Exercise. Return, word for word, the lines of the records below from the line containing "I need bounding boxes for every c-130" through the end of the records, including both ends. Leave the pictures out of your answer.

Extracted records:
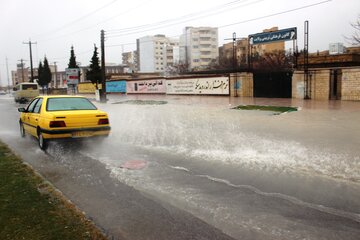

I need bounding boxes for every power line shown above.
[36,0,118,37]
[107,0,332,47]
[218,0,332,28]
[34,0,150,42]
[107,0,264,37]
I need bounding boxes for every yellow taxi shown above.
[18,95,110,150]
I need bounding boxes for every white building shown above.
[180,27,219,70]
[137,35,179,72]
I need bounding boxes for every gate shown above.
[253,71,293,98]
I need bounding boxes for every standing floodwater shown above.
[83,96,360,239]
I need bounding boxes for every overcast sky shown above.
[0,0,360,86]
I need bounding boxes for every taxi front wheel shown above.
[38,132,48,151]
[20,122,25,137]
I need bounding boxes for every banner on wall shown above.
[106,80,126,93]
[126,79,166,93]
[166,77,229,95]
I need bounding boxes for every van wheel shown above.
[20,121,26,137]
[38,132,48,151]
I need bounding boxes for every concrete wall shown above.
[341,67,360,101]
[292,69,330,100]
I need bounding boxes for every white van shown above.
[13,82,40,103]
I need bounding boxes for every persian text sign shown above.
[166,77,229,95]
[249,28,296,44]
[106,80,126,93]
[126,79,166,93]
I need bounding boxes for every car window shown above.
[34,98,43,113]
[46,98,97,111]
[26,98,39,112]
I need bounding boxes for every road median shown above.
[0,142,106,240]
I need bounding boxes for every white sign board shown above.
[166,77,229,95]
[65,68,80,85]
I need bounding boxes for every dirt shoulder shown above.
[0,142,107,240]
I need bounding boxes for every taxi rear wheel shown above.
[20,122,26,137]
[38,131,48,151]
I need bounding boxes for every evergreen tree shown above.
[86,45,101,89]
[37,57,52,93]
[68,46,79,68]
[36,61,44,86]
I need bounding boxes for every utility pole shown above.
[19,59,25,82]
[23,40,37,82]
[224,32,240,97]
[304,21,311,99]
[100,30,106,103]
[5,57,10,94]
[54,62,58,88]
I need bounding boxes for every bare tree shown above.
[346,14,360,45]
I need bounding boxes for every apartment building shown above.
[180,27,219,71]
[136,34,179,73]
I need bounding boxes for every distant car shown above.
[13,82,40,103]
[18,95,110,150]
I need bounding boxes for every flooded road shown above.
[1,95,360,239]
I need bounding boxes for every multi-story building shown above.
[137,35,179,72]
[180,27,219,70]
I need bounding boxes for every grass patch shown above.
[0,142,106,240]
[234,105,297,114]
[113,100,167,105]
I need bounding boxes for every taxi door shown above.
[21,98,39,134]
[28,98,43,136]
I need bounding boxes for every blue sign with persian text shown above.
[106,80,126,93]
[249,28,297,44]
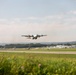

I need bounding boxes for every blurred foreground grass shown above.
[0,53,76,75]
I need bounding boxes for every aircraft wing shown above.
[22,35,33,37]
[37,35,47,37]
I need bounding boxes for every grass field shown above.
[0,49,76,75]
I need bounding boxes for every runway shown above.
[0,50,76,54]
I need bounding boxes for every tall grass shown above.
[0,53,76,75]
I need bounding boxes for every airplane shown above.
[22,34,47,40]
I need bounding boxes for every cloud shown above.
[67,10,76,14]
[0,12,76,42]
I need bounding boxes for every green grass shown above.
[0,52,76,75]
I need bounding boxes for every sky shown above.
[0,0,76,43]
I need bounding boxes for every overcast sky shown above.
[0,0,76,43]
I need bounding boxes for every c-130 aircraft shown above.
[22,34,47,40]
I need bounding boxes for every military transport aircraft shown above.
[22,34,46,40]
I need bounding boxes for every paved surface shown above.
[0,50,76,54]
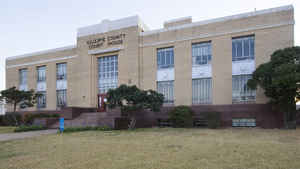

Solution to this task.
I need bounding boxes for every c-130 aircraft shown above.
[22,34,47,40]
I need bounding boxes for every military transport aircraft shown above.
[22,34,46,40]
I need bounding boxes for every paved surface shown above.
[0,50,76,54]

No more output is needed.